• PROBLEM REQUIREMENTS
Output only the span of lines that begins at the line containing "In this photo, where can the cumulus" and ends at the last line of the data, both included, exactly as they appear.

Location annotation dataset excerpts

__________________________________________________

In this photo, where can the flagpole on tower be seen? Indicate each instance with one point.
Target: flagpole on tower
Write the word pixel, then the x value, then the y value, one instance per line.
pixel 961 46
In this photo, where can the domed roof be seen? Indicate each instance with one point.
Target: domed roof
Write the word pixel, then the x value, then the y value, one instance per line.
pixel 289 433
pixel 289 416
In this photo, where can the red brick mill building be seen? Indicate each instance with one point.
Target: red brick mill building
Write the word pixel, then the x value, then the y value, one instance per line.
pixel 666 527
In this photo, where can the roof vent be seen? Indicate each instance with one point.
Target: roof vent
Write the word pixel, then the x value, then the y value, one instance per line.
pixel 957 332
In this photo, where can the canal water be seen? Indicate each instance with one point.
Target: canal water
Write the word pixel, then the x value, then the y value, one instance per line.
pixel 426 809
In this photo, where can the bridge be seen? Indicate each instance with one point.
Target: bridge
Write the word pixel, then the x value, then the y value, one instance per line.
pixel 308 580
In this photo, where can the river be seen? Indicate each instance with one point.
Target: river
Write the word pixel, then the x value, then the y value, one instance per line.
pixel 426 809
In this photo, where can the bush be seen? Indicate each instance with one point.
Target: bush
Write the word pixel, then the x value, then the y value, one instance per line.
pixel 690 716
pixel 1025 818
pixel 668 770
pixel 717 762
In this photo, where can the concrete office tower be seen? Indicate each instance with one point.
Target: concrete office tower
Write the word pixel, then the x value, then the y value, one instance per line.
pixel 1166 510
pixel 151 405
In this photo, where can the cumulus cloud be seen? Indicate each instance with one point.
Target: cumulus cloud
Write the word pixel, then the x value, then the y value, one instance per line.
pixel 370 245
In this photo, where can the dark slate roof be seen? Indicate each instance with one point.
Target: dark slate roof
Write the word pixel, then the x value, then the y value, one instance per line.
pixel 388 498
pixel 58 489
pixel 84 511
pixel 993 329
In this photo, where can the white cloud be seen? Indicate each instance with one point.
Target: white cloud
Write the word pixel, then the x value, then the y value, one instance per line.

__________________________________________________

• REPLY
In this photo, where can the cumulus cloud be seen? Indicate each instance with one point.
Target: cumulus cloud
Write the word pixel, then the x value, then the y value, one instance per line.
pixel 370 245
In this photo, where can the dark slate roof be seen? Indicate each instance with one point.
Target: dark slate roof
Write the word pixel, then the x value, then the y value, one instance per line.
pixel 388 498
pixel 58 489
pixel 84 511
pixel 993 329
In this photo, where can the white cloud be seen? Indicate each instance with one point.
Target: white cloud
Write the word pixel, then the x value, then the y value, one instance per line.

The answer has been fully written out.